Region labeling items:

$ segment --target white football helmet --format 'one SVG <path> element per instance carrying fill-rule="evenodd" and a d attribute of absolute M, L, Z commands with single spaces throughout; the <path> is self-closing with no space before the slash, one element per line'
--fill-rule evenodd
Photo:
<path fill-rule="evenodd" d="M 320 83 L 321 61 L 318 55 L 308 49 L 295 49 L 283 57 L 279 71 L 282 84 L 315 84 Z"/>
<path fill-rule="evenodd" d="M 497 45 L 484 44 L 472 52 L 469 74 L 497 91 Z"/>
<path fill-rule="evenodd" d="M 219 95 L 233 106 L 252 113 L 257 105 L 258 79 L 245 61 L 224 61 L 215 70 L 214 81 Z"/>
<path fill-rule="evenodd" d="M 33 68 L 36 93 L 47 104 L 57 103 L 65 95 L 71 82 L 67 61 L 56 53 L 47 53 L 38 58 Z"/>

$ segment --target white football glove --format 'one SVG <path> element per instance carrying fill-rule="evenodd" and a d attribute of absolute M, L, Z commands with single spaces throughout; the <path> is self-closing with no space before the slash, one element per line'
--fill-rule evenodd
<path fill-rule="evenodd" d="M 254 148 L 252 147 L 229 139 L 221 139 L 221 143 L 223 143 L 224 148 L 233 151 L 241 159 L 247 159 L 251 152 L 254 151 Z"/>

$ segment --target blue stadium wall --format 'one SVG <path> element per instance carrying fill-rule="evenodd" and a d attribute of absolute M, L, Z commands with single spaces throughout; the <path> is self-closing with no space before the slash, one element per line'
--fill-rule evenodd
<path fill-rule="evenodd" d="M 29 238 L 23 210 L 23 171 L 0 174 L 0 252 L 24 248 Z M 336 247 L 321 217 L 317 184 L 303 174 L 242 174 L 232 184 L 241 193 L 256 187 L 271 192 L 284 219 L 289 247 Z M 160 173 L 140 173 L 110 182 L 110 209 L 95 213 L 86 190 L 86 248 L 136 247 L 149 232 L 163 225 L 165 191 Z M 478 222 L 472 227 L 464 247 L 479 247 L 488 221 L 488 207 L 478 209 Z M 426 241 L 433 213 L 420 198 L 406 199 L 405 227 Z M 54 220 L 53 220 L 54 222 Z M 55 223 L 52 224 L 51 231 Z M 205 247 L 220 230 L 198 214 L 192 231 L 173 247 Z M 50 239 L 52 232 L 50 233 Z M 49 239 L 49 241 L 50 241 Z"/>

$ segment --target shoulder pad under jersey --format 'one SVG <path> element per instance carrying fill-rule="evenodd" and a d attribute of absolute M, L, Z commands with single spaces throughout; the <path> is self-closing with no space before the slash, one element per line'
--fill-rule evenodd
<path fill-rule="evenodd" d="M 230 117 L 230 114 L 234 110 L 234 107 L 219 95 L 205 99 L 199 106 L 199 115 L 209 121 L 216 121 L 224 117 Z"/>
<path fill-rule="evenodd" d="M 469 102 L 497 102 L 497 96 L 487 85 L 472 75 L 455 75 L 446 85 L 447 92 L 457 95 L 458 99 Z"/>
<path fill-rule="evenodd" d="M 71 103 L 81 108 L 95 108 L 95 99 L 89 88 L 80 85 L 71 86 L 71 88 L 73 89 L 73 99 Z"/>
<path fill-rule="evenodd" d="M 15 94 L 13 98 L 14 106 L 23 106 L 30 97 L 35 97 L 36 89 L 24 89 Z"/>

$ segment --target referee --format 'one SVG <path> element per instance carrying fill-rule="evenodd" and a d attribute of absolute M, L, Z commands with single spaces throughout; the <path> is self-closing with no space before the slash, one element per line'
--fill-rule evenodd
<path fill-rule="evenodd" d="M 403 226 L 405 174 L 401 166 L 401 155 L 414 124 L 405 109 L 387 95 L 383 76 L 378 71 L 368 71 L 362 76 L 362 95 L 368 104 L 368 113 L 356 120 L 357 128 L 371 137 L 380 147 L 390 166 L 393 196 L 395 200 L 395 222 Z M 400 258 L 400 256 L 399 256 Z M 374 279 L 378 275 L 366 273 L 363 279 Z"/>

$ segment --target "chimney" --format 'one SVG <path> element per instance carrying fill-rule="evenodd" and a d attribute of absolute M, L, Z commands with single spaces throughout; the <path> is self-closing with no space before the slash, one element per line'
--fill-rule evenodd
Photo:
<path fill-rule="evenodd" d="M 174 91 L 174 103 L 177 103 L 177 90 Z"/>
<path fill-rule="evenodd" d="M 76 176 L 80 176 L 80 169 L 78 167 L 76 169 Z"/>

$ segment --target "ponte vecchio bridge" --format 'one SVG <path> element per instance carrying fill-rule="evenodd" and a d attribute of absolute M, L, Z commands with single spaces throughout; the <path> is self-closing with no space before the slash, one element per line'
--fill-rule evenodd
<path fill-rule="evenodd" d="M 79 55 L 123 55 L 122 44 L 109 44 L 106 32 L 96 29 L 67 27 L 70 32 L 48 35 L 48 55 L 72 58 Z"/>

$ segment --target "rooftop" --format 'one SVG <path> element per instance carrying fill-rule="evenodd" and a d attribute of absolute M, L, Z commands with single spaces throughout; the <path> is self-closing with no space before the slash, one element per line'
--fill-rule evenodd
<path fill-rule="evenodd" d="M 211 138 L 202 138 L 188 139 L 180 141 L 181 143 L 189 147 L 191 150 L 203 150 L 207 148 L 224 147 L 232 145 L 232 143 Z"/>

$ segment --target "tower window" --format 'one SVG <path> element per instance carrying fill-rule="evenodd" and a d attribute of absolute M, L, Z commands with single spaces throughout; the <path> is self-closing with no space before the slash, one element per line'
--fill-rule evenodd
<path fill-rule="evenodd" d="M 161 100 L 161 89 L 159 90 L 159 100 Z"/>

---

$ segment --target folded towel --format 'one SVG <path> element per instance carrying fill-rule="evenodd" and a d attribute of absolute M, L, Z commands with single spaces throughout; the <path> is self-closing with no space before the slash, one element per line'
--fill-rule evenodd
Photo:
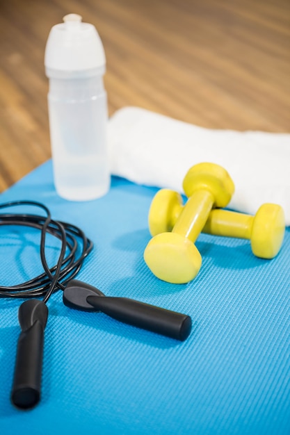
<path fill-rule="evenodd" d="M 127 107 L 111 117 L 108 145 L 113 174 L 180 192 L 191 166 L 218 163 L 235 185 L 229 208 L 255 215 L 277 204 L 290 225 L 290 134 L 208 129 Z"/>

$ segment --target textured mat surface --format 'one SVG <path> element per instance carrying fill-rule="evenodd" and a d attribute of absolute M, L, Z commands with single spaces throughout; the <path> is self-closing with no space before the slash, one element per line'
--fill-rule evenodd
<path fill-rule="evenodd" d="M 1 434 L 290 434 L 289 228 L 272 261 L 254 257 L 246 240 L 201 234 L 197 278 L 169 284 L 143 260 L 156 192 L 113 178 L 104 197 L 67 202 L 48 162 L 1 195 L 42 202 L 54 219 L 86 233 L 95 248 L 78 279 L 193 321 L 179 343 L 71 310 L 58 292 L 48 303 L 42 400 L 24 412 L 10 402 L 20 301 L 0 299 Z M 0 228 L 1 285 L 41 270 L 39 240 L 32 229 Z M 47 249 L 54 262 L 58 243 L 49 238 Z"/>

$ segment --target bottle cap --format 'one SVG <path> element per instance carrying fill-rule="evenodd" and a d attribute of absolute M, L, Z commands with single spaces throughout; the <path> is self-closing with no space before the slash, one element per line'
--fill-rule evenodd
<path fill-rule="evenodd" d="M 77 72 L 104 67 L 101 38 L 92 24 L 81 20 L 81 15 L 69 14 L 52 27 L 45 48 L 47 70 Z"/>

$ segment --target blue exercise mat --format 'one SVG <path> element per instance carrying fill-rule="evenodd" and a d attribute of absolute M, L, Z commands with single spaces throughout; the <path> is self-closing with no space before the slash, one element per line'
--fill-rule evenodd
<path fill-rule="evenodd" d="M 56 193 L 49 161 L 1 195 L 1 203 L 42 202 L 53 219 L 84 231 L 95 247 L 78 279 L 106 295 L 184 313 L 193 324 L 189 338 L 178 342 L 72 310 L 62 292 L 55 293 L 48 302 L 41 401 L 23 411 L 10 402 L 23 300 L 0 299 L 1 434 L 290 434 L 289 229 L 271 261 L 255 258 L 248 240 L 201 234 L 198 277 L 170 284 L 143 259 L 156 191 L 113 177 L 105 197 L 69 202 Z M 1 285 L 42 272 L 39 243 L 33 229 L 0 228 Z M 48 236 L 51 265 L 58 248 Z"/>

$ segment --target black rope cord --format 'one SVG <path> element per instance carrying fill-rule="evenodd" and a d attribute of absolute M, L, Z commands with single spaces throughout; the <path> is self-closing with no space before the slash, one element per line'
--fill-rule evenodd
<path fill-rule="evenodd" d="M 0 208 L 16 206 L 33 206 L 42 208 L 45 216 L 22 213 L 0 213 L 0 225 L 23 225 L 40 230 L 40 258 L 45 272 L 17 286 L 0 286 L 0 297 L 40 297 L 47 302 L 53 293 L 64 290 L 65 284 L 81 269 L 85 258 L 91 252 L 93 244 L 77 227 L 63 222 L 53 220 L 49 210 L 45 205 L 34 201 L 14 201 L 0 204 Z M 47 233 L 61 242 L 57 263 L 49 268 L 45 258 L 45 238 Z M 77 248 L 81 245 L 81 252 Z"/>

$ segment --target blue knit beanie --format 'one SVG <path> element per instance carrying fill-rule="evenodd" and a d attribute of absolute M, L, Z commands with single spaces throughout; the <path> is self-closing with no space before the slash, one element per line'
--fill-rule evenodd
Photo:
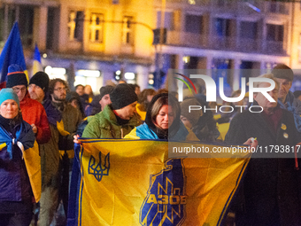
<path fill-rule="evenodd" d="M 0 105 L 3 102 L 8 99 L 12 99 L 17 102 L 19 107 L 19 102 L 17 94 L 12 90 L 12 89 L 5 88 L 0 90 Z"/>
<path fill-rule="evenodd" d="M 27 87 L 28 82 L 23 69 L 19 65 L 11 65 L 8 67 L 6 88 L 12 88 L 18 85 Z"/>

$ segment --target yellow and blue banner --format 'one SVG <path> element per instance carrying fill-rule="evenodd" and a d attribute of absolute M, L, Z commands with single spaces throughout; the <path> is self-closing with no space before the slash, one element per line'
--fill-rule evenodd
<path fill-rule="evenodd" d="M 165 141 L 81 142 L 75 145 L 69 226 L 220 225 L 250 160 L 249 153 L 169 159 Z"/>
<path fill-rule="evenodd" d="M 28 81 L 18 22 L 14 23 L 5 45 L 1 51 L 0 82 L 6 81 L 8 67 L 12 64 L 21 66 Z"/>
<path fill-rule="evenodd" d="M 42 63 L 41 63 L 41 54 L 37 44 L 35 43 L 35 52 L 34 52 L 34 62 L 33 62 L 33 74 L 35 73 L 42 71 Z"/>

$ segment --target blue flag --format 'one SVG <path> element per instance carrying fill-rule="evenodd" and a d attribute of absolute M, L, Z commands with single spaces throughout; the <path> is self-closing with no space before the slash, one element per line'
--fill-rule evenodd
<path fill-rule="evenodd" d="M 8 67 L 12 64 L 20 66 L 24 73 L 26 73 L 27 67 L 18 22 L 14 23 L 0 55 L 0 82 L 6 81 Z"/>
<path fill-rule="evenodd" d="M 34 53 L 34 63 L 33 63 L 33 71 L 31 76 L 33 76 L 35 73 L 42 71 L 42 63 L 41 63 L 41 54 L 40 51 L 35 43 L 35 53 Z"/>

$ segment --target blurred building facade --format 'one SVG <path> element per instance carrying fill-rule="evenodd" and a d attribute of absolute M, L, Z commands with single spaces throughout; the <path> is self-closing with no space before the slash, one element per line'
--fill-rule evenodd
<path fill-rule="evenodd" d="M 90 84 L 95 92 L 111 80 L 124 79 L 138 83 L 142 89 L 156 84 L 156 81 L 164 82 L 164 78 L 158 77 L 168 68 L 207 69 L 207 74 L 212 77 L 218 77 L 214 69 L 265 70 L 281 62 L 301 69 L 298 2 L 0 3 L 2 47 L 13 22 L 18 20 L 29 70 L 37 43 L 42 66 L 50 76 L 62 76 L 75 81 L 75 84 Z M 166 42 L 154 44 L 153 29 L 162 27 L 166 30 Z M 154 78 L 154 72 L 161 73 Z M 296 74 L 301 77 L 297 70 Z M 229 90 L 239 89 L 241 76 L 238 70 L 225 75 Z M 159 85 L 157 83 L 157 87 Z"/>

--

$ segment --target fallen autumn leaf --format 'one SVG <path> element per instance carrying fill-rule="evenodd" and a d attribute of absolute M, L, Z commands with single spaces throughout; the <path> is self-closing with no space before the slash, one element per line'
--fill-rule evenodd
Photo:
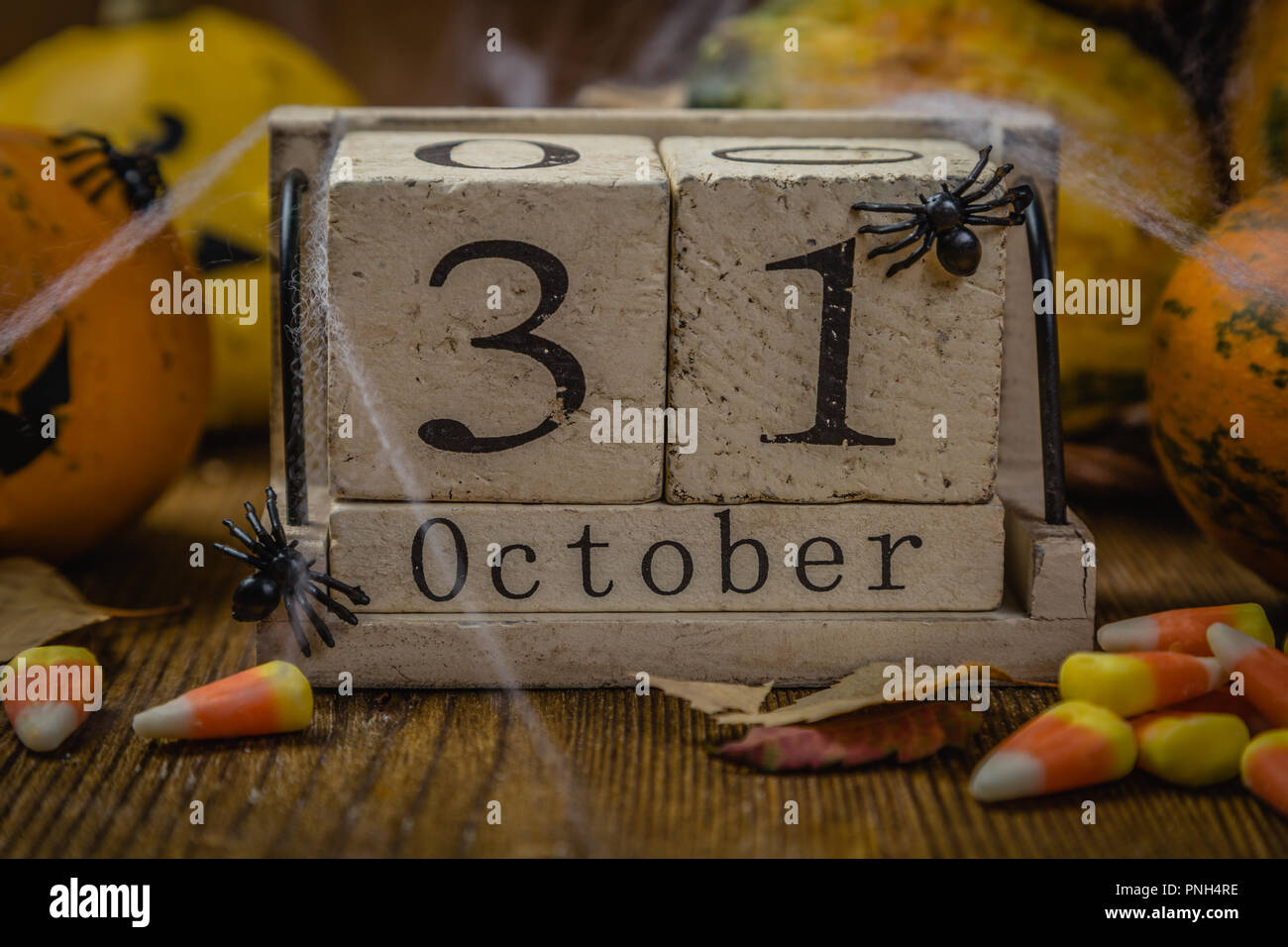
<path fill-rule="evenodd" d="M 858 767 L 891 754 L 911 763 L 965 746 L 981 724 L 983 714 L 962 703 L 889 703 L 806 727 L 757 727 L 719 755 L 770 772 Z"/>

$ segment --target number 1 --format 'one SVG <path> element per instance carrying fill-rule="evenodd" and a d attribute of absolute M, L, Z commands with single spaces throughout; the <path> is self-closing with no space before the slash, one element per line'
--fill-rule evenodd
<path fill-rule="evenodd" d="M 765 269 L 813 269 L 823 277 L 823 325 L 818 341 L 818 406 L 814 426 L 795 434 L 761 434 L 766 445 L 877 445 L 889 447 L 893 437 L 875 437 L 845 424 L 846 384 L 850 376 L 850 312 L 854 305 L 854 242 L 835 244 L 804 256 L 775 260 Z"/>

**Stated goal:** Rewrite the stretch from the line containing "white football glove" through the line containing "254 148 L 252", substituting "receiver glove" for "football glove" and keeping everything else unchanged.

**Task result:**
$ segment --target white receiver glove --format 'one SVG <path> element per instance carrying fill-rule="evenodd" and a d attribute of absolute M, L, Z commands with single spaces throughout; the <path> is self-closing with no space before the slash, one element per line'
--fill-rule evenodd
<path fill-rule="evenodd" d="M 254 148 L 252 147 L 229 139 L 221 139 L 221 143 L 223 143 L 224 148 L 233 151 L 241 159 L 247 159 L 251 152 L 254 151 Z"/>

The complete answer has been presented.